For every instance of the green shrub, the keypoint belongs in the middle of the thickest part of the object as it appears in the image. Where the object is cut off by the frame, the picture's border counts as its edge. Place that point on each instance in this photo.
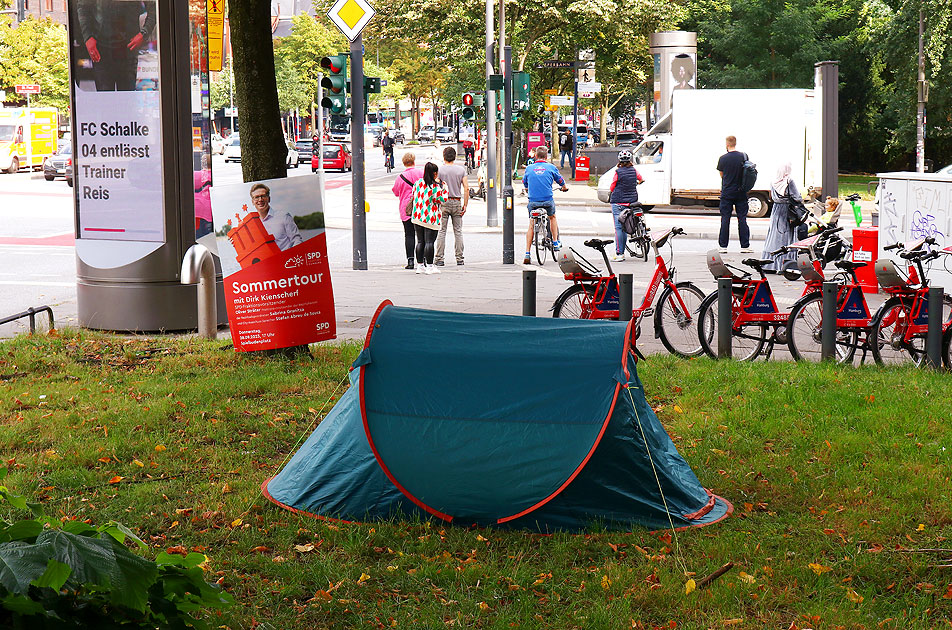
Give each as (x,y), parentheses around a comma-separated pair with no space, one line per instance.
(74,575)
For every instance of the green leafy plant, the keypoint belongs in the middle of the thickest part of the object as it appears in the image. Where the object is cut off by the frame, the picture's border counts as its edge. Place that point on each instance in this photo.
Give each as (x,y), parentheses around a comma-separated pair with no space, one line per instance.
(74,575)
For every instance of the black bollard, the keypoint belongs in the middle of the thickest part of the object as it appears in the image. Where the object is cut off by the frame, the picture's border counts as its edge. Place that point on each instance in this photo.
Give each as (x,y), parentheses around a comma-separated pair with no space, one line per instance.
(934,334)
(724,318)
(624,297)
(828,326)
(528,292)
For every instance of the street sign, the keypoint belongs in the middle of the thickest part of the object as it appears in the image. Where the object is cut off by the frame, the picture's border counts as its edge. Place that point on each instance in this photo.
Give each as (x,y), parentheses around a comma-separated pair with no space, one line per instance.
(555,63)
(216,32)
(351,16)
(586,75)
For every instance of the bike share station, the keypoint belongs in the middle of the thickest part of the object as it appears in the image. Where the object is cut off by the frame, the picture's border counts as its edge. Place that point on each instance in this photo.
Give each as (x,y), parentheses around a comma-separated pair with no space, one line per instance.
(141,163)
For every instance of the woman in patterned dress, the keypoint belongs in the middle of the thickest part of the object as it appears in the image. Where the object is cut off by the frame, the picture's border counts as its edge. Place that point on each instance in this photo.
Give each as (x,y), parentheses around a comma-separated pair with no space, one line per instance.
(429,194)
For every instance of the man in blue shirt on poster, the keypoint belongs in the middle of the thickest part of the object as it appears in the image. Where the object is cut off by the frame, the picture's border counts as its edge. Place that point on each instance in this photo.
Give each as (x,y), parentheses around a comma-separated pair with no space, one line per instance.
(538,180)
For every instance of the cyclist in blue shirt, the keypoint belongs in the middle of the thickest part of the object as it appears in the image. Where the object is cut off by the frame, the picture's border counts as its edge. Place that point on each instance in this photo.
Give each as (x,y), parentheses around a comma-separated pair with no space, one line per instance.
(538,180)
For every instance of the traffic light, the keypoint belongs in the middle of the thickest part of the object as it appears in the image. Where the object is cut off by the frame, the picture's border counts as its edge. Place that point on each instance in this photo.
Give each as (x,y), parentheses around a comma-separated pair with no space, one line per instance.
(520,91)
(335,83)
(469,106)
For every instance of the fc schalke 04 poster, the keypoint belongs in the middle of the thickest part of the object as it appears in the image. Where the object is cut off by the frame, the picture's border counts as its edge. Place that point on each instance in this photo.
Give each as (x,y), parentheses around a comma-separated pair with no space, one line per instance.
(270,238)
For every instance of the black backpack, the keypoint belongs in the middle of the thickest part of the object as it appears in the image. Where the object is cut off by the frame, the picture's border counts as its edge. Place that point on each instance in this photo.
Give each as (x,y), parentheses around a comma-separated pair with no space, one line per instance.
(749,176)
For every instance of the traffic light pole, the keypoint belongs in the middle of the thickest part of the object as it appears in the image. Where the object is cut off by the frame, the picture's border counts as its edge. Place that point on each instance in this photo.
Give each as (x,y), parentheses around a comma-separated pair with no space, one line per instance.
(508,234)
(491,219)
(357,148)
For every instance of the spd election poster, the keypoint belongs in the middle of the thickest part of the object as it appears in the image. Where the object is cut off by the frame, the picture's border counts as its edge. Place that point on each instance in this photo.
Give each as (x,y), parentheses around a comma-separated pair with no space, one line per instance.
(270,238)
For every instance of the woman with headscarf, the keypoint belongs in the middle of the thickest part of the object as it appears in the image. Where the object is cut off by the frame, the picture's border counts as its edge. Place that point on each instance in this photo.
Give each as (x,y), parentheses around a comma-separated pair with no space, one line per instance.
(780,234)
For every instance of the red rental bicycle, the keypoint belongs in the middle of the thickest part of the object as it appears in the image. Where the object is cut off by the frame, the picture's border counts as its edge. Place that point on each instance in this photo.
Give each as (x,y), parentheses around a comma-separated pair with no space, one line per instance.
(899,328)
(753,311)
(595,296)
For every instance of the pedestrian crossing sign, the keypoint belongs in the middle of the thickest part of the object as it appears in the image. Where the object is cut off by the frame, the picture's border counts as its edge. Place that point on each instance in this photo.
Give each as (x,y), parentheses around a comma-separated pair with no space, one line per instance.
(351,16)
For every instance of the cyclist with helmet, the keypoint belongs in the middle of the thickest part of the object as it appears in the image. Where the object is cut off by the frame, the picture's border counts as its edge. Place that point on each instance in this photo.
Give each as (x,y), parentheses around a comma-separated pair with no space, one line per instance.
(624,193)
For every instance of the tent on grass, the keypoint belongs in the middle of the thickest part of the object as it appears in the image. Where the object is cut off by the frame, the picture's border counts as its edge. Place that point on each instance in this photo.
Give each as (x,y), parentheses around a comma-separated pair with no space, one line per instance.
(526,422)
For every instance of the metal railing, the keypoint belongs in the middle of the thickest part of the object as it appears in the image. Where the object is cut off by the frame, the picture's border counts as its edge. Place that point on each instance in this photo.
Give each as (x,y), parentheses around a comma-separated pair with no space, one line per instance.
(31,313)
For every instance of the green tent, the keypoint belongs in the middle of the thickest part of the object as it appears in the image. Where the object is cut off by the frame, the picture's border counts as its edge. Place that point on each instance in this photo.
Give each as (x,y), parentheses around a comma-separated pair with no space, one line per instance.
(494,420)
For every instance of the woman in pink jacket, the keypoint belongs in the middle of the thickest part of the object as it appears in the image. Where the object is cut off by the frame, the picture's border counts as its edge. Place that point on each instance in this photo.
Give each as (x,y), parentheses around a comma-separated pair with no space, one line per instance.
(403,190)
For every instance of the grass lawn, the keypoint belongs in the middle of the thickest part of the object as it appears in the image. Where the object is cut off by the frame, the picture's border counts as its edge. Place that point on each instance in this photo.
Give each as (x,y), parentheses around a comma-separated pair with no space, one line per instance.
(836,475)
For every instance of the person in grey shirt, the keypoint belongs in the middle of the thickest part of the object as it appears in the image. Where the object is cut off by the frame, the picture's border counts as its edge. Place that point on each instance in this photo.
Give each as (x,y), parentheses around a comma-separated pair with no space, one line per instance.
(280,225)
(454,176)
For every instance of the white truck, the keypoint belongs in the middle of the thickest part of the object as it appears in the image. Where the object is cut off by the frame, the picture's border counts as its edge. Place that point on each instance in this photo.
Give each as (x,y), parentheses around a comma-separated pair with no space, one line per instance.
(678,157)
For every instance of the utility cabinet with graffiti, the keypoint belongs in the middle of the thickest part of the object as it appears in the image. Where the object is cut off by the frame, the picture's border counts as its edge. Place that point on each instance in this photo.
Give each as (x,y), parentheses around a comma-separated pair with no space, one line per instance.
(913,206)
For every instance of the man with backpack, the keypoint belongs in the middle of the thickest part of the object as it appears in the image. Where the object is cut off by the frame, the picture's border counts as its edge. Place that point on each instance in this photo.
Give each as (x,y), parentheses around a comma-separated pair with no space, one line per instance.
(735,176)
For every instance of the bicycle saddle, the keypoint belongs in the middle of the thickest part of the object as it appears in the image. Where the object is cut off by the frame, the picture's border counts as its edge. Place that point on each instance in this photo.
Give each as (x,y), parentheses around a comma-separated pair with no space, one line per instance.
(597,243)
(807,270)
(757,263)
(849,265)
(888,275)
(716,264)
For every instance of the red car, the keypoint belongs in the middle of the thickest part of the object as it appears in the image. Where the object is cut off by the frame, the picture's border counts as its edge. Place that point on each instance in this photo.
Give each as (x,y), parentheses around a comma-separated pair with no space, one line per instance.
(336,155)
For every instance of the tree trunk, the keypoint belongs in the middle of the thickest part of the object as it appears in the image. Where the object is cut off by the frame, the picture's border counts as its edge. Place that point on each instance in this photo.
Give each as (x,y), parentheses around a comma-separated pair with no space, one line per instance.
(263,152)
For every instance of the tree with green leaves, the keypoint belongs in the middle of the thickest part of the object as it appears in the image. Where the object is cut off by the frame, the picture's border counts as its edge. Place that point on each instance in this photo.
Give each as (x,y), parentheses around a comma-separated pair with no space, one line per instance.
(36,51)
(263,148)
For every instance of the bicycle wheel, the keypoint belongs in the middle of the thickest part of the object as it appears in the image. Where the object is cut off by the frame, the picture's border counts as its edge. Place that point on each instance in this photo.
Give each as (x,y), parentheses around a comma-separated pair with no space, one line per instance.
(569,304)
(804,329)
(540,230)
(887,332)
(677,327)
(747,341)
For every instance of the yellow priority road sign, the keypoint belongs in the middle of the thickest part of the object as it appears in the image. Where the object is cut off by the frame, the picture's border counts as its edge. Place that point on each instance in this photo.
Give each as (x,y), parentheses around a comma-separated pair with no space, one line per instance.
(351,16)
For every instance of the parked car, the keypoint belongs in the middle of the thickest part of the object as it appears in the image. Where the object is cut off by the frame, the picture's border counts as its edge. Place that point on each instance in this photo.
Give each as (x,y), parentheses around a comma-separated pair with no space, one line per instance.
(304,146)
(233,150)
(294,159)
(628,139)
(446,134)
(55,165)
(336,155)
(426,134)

▶ [Goal of the exercise]:
Find the lines above that hold "green", then copy each of them.

▶ [Answer to the problem]:
For every instance of the green shrub, the keypoint belongs in the middle of the thickest part of the object as it appears in the image. Where the object is cut off by the frame, the picture's border counts as its edge. Place that point on each instance in this photo.
For every instance of the green leafy plant, the keypoint belongs in the middle of the thickest part of the object as it appears in the image. Where the object is cut off by the frame, the picture's border counts as its edge. Place that point on each instance in this photo.
For every instance of the green tent, the keypoint belongs in the middle of the thickest part of the object as it appears in the image. Where the object is cut off by the frame, the picture's border counts as its edge. Place that point on each instance in this photo.
For every instance of the tree with green leaves, the keypoint belongs in the middle of the thickest part of the object as it appears in the image. Where the object is cut off by the frame, the picture's border counts as its edge. Place that point on each instance in this photo.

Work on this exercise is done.